Stated goal:
Rewrite all of the material below line for line, requests included. Multiply every x and y coordinate in the answer points by 2.3 and round each result to a whole number, rounding halves up, but leave the numbers in the requests and their format samples as they are.

==================================================

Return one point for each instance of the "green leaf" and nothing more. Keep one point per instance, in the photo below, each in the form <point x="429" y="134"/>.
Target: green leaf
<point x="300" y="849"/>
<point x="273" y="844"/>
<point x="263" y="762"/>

==================================================

Output:
Return one point for each instance of the "green leaf" and nothing more. Keep one point per instance, in the photo below, each in the form <point x="429" y="134"/>.
Target: green leaf
<point x="690" y="1953"/>
<point x="628" y="1941"/>
<point x="605" y="1753"/>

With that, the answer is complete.